Существует несколько этимологий названия крепости. Наиболее признанная: castrum Wogastisburc — германизированная форма славянского топонима *Uogastь gradъ (от антропонима *Ugostь или, в VII в., *Uogostь) (Mikkola. Samo, 96—97; Schwarz. Wogastisburg; Profous, Svoboda. Místní jména, IV, 422—423). О других этимологиях см.: Frinta. Wogastisburg; Gregor. Wogastisburg. Среди предложенных локализаций (подробнее см.: Leśny. Wogastisburg, 546; Třeštík. Objevy, 570—571, pozn. 79) издавна соперничают две гипотезы:

 

            1) Вогастисбурк = Угошть у Кадани на Огрже в Северо-Западной Чехии (Sedlaček. О poloze, 250—252; Mikkola. Samo, 95—97; Schwarz. Wogastisburg; Schwarz. Sprache und Siedlung, 212; Schwarz. Die Mainwenden, 1—17).

 

            2) Вогастисбурк = Вугастесроде на горе Штаффельберг около Штаффельштейна, в верховьях Майна, к северу от Бамберга (Grünwald. Wogastiburk. 102—108; Frinta. Wogastisburg; Fischer. Wogastisburg, 360—364).

 

В последнее время к этим двум гипотезам добавилась третья: Вогастисбурк — Бурк (ныне в черте города Форхгейм-на-Регнитце в Верхней Франконии), основанная на этимологии: Wogastisburc < *vъ gosti burc, т.е. на старом, уже опровергнутом представлении о нем как о поселении купцов (Kunstmann. Der Name Samo, 20—21; Kunstmann. Herkunft, 299, 310—312; Jakob. Burk; Jakob. Frühslavische Keramikfunde, 154, 160; cp. скептическую рецензию E. Стржельчика: Strzelczyk. Państwo Samona, 213—214).

Фрагмент файла данных ->

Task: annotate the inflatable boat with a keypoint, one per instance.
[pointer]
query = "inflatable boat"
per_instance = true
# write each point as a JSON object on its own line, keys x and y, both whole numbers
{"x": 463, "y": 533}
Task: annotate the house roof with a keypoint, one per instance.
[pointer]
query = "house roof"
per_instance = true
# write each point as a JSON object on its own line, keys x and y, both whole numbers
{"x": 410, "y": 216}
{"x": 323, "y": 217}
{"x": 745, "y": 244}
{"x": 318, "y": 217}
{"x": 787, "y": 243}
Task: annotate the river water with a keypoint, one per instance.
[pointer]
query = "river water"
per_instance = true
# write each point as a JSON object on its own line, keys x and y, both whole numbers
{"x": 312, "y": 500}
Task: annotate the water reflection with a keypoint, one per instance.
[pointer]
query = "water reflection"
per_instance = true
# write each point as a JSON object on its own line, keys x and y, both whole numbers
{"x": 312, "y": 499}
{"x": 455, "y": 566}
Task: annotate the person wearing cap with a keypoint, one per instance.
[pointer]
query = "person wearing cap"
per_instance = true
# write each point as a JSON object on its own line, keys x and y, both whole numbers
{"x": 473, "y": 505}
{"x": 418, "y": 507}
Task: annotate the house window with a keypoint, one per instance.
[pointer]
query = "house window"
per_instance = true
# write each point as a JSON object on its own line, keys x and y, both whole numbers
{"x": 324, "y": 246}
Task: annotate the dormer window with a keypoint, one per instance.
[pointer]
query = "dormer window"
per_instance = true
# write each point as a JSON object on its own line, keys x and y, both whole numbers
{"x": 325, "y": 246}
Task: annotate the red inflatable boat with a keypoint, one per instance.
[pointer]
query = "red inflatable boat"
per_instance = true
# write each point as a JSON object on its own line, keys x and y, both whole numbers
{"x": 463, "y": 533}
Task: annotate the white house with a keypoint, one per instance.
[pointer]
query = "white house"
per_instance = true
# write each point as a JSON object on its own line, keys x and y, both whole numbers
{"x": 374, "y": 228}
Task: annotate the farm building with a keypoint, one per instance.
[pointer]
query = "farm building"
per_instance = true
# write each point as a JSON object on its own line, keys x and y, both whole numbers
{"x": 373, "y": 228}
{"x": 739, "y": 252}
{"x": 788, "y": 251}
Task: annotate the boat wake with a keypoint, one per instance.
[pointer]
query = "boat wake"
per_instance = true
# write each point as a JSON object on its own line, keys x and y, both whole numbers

ПИСЬМЕННОЕ ЗАДАНИЕ -> Перепишите дословно отрывок из текста о Вогастисбурке: всё, начиная со слов «В последнее время» и вниз до слов «Państwo Samona, 213—214).». Материал выше не связан с текстом и рассматривается отдельно.

ОТВЕТ НИЖЕ ->
В последнее время к этим двум гипотезам добавилась третья: Вогастисбурк — Бурк (ныне в черте города Форхгейм-на-Регнитце в Верхней Франконии), основанная на этимологии: Wogastisburc < *vъ gosti burc, т.е. на старом, уже опровергнутом представлении о нем как о поселении купцов (Kunstmann. Der Name Samo, 20—21; Kunstmann. Herkunft, 299, 310—312; Jakob. Burk; Jakob. Frühslavische Keramikfunde, 154, 160; cp. скептическую рецензию E. Стржельчика: Strzelczyk. Państwo Samona, 213—214).